# Task requirements
Extract the full listing verbatim and drop any pictures from your copy.

Rows from a dataset:
**********

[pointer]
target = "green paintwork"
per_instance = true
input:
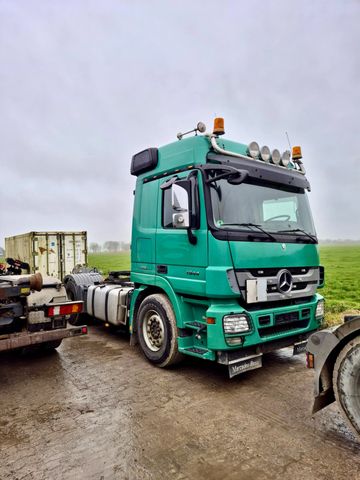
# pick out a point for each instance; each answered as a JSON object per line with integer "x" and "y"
{"x": 196, "y": 281}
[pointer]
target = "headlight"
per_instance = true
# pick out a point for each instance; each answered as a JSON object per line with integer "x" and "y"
{"x": 265, "y": 153}
{"x": 320, "y": 309}
{"x": 275, "y": 156}
{"x": 236, "y": 323}
{"x": 253, "y": 149}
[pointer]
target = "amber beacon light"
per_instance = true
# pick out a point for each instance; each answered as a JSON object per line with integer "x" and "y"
{"x": 219, "y": 128}
{"x": 296, "y": 153}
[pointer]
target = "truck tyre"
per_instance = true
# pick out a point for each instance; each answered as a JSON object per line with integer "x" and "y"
{"x": 346, "y": 382}
{"x": 157, "y": 331}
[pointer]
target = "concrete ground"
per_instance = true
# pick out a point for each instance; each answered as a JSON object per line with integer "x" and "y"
{"x": 97, "y": 410}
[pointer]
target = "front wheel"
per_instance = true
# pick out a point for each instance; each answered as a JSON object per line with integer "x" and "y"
{"x": 157, "y": 331}
{"x": 346, "y": 382}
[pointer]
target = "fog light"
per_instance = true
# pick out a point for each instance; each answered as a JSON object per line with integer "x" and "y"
{"x": 236, "y": 323}
{"x": 320, "y": 309}
{"x": 234, "y": 341}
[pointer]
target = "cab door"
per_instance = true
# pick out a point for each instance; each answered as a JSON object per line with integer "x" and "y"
{"x": 182, "y": 255}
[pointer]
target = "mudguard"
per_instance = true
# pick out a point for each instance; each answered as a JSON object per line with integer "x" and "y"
{"x": 325, "y": 345}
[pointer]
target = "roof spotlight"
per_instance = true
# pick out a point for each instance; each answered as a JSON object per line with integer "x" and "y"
{"x": 253, "y": 149}
{"x": 285, "y": 158}
{"x": 265, "y": 153}
{"x": 275, "y": 156}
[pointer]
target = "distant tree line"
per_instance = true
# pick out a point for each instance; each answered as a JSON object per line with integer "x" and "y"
{"x": 111, "y": 246}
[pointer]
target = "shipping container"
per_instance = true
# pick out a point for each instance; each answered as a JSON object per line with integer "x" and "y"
{"x": 51, "y": 253}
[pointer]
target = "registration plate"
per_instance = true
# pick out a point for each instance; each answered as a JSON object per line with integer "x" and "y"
{"x": 244, "y": 365}
{"x": 299, "y": 347}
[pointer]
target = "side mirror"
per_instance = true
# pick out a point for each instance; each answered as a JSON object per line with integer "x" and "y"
{"x": 181, "y": 205}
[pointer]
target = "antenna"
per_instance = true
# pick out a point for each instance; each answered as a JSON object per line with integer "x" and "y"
{"x": 287, "y": 136}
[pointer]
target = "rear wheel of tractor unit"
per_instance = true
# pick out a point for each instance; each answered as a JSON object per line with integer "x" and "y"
{"x": 157, "y": 331}
{"x": 346, "y": 382}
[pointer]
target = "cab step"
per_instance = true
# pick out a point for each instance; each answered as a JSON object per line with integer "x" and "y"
{"x": 198, "y": 352}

**********

# Exercise output
[pointer]
target = "green paintwork"
per_instance = true
input:
# pick out a point for each instance; each answered as a JSON object per line with integer "x" and "y"
{"x": 196, "y": 281}
[pointer]
target = "headlight"
per_instance = true
# pick out a point for each instance; each answered as a JSON object per line with integer "x" and "y"
{"x": 265, "y": 153}
{"x": 320, "y": 309}
{"x": 275, "y": 156}
{"x": 236, "y": 323}
{"x": 253, "y": 149}
[pointer]
target = "amber beacon light"
per_instance = true
# pick out a point for each instance; each answered as a JSON object per line with integer "x" and "y"
{"x": 219, "y": 128}
{"x": 296, "y": 153}
[pointer]
target = "truck tyre"
per_instance = true
# pick out a point for each instance; each answered as a JSON object per line with integer "x" and "y"
{"x": 346, "y": 382}
{"x": 157, "y": 331}
[pointer]
target = "concrete ground"
per_instance = true
# pick out a point for each instance; each answered as a JSON object per line with integer "x" and "y"
{"x": 97, "y": 410}
[pointer]
target = "front wheel"
per_instance = true
# pick out a point for each instance; each answered as a JSON object per line with integer "x" and "y"
{"x": 157, "y": 331}
{"x": 346, "y": 382}
[pointer]
target = "fog light"
per_instance = true
# pick out a point for each instance; each answered as a JSON object per line with integer "x" and "y"
{"x": 236, "y": 323}
{"x": 320, "y": 309}
{"x": 234, "y": 341}
[pointer]
target = "cab door"
per_instance = true
# pick out a point for each instance; each answered as a JSON object per line with integer "x" and "y"
{"x": 182, "y": 255}
[pointer]
target = "mudguard"
per_instance = true
# pick out a point for each instance; each answered as a JSON object per line with integer "x" and "y"
{"x": 325, "y": 345}
[pointer]
target = "roof spotlight"
per_instance = true
# pick out a point for each instance; each answered as a JSON object per line with integer "x" and "y"
{"x": 253, "y": 149}
{"x": 285, "y": 158}
{"x": 265, "y": 153}
{"x": 275, "y": 156}
[pointer]
target = "distant tree line"
per_instance = true
# pick out a point for each instance; each answered as a JSON object per line with integer "x" and "y"
{"x": 111, "y": 246}
[pointer]
target = "shipping container"
per_instance = true
# pick out a point for each instance; each answered as a JSON object per line with integer "x" and "y"
{"x": 51, "y": 253}
[pointer]
target = "registration plate"
per_instance = true
# pick out a point for each instance; each answered as a JSON object per line with integer "x" and "y"
{"x": 244, "y": 365}
{"x": 299, "y": 347}
[pointer]
target = "side mirror"
per_instance = true
# pick out a point for each instance; each answered as a JSON object per line with integer "x" and "y"
{"x": 181, "y": 205}
[pointer]
target = "antenna"
per_instance = true
# pick out a point for each instance; each answered as a JSON object per line with integer "x" and "y"
{"x": 287, "y": 136}
[pointer]
target = "rear wheel of tractor unit"
per_instance = true
# pick out a point for each instance; each answered as a JSON object per line with integer "x" and "y"
{"x": 157, "y": 331}
{"x": 346, "y": 382}
[pointer]
target = "cab step"
per_instance = true
# pick out a point for each instance; each answered as a JSON object per line with integer "x" and "y"
{"x": 198, "y": 352}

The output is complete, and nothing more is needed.